-------- Document section

Gary Davies is a UK radio broadcaster, born 13 December 1957 in Manchester. Davies began his career in his home city with Piccadilly Radio in 1979 before being recruited by BBC Radio One in 1982. His time at the station is best remembered for his fronting of the weekday lunchtime show (the "bit in the middle") from 1984 until 1992.

Davies left the BBC at the end of 1993 and joined Virgin Radio early the following year. He moved away from broadcasting in the late 90s to launch Good Groove, a music management, production and publishing company.

In May 2018 Davies returned to BBC radio to take over the presenting duties on BBC Radio 2's Sounds Of The Eighties, replacing host Sara Cox [4]. He had previously deputised for Cox for a one-off show on 9 July 2017 [5].

Radio One Career

In late 1982 BBC Radio One restored its broadcasting hours to midnight at the weekends, creating new shows in the evenings instead of switching the live feed to BBC Radio 2. Additional personnel were required to fill these extra hours, so Gary Davies was hired at the same time as Janice Long, to join another recent recruit in Pat Sharp. The trio were introduced to the Top Of The Pops audience on 2 December 1982. A month later, Davies would make his debut on the programme as a presenter alongside Long.

----------------
-------- Collected material

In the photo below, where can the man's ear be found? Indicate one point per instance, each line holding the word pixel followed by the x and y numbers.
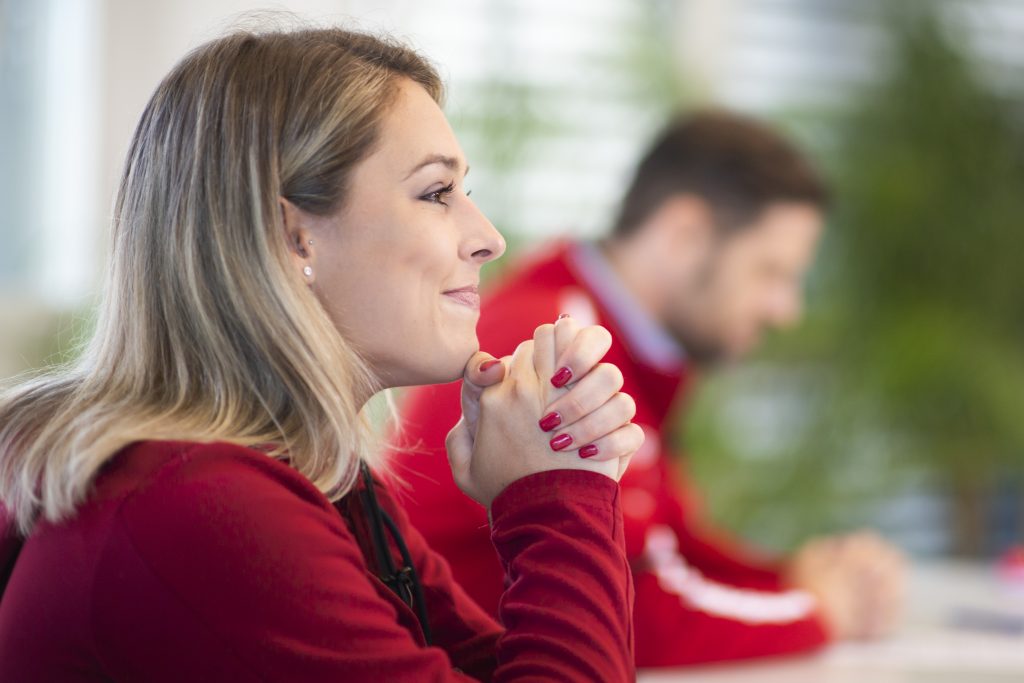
pixel 298 239
pixel 686 222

----------------

> Given problem A:
Answer these from the Gary Davies profile:
(i) In what year did Davies start with Piccadilly Radio?
(ii) What company did he launch after moving away from broadcasting in the late 90s?
(iii) On what date were Davies, Janice Long and Pat Sharp introduced to the Top Of The Pops audience?
> Given problem B: Return the passage of the Gary Davies profile starting with "In May 2018" and going on through "presenter alongside Long.", copied word for word.

> Written response A:
(i) 1979
(ii) Good Groove
(iii) 2 December 1982

> Written response B:
In May 2018 Davies returned to BBC radio to take over the presenting duties on BBC Radio 2's Sounds Of The Eighties, replacing host Sara Cox [4]. He had previously deputised for Cox for a one-off show on 9 July 2017 [5].

Radio One Career

In late 1982 BBC Radio One restored its broadcasting hours to midnight at the weekends, creating new shows in the evenings instead of switching the live feed to BBC Radio 2. Additional personnel were required to fill these extra hours, so Gary Davies was hired at the same time as Janice Long, to join another recent recruit in Pat Sharp. The trio were introduced to the Top Of The Pops audience on 2 December 1982. A month later, Davies would make his debut on the programme as a presenter alongside Long.